* Extract to read
####

The Plain Sense

THE AUTHOR OF the Epistle to the Hebrews describes Jesus as "one who in every respect has been tempted as we are yet without sinning"—tempted to be a demagogue, a spellbinder, a mere humanitarian, we are told in the account of his encounter in the wilderness with Satan, who offered him all the kingdoms of the earth if he would only settle for them and no more; tempted to escape martyrdom as Peter urged him to, saying, "God forbid, Lord. This shall never happen to you," to which Jesus replied, "Get behind me, Satan. You are a hindrance to me"; tempted, ultimately, to doubt the very faithfulness of God as he howls out his EloiEloi from the cross. 

And yet without sinning, Hebrews says. However great the temptation to abandon once and for all both his fellow men and his God—who together he had good reason to believe had abandoned him—he never ceased to reach out to them in love, forgiving finally his own executioners. He addressed his cry of dereliction to a God who, in spite of everything, he believed to the end was near enough, and counted him dear enough, to hear it. The paradoxical assertion that Jesus was both fully man and in some way also fully God seems to many the unnecessary and obfuscating doctrine of later theologians, but the truth of the matter is that like all doctrines it was an experience first, in this case the experience of the simple men who had actually known him. Having talked with him and eaten with him, having seen him angry, sad, merry, tired, and finally dead, they had no choice but to say that he was a man even as they themselves were men. But having found in him an undying power to heal and transform their lives, they had no choice but to say that he was God too if only because there was no other way of saying it.

####

* Record list

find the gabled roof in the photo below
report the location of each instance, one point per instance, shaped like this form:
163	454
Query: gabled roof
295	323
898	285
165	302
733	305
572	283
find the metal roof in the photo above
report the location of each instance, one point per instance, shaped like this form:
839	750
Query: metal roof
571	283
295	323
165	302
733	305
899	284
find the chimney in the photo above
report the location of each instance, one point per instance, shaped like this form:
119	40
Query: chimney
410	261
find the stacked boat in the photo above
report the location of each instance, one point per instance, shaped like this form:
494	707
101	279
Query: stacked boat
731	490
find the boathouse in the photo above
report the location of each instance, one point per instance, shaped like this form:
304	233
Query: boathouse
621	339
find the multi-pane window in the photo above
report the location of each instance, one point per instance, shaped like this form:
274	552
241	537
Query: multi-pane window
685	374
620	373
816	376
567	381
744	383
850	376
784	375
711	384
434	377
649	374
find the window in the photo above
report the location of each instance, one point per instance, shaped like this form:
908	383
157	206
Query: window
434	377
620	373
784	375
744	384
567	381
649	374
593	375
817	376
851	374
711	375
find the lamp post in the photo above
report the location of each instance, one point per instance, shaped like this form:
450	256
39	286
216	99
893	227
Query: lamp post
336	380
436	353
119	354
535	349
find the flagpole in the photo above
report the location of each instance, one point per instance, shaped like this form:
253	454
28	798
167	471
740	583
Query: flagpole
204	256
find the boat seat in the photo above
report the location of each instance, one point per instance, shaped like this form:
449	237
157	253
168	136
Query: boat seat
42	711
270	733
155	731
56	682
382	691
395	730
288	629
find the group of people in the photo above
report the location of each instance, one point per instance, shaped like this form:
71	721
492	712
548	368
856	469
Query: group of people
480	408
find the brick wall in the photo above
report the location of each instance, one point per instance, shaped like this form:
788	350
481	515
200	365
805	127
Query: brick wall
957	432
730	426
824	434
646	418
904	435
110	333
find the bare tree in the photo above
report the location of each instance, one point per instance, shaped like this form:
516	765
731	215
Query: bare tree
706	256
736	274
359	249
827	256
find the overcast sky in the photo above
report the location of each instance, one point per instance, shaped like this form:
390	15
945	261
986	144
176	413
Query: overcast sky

####

* Task to complete
Give again, word for word, the stretch of the passage on Jesus and temptation from "The Plain Sense" through "from the cross.".

* Final result
The Plain Sense

THE AUTHOR OF the Epistle to the Hebrews describes Jesus as "one who in every respect has been tempted as we are yet without sinning"—tempted to be a demagogue, a spellbinder, a mere humanitarian, we are told in the account of his encounter in the wilderness with Satan, who offered him all the kingdoms of the earth if he would only settle for them and no more; tempted to escape martyrdom as Peter urged him to, saying, "God forbid, Lord. This shall never happen to you," to which Jesus replied, "Get behind me, Satan. You are a hindrance to me"; tempted, ultimately, to doubt the very faithfulness of God as he howls out his EloiEloi from the cross.